**Description of the task**
Please rewrite the data below, swapping "apartment facade" for "brick storefront" and leaving everything else unchanged.

══ Material for this task ══

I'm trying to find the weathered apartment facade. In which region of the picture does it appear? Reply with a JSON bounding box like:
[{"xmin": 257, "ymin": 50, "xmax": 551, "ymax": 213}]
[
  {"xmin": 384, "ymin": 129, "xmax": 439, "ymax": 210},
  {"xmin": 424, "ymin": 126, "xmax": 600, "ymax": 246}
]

═══

**Task answer**
I'm trying to find the weathered brick storefront. In which region of the picture does it appear? Reply with a JSON bounding box like:
[{"xmin": 257, "ymin": 50, "xmax": 551, "ymax": 213}]
[
  {"xmin": 384, "ymin": 129, "xmax": 439, "ymax": 210},
  {"xmin": 424, "ymin": 126, "xmax": 600, "ymax": 246}
]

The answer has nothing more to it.